## START RECORDS FOR PROCESSING
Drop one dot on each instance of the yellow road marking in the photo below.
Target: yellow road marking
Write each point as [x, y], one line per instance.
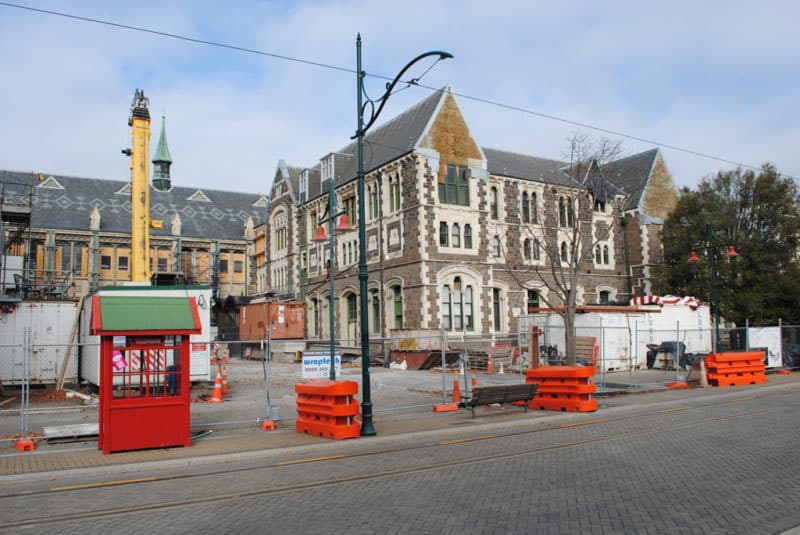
[313, 460]
[741, 399]
[471, 439]
[104, 484]
[578, 424]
## END RECORDS FOR PROCESSING
Reproduce the entries above word for word, keeping every line in its original order, but leave out the picture.

- _ANSWER TO THE EXERCISE_
Drop one dot on each instance of the yellow road marking in the photo below.
Target: yellow road marking
Write each point as [x, y], one line per instance.
[313, 460]
[741, 399]
[471, 439]
[104, 484]
[578, 424]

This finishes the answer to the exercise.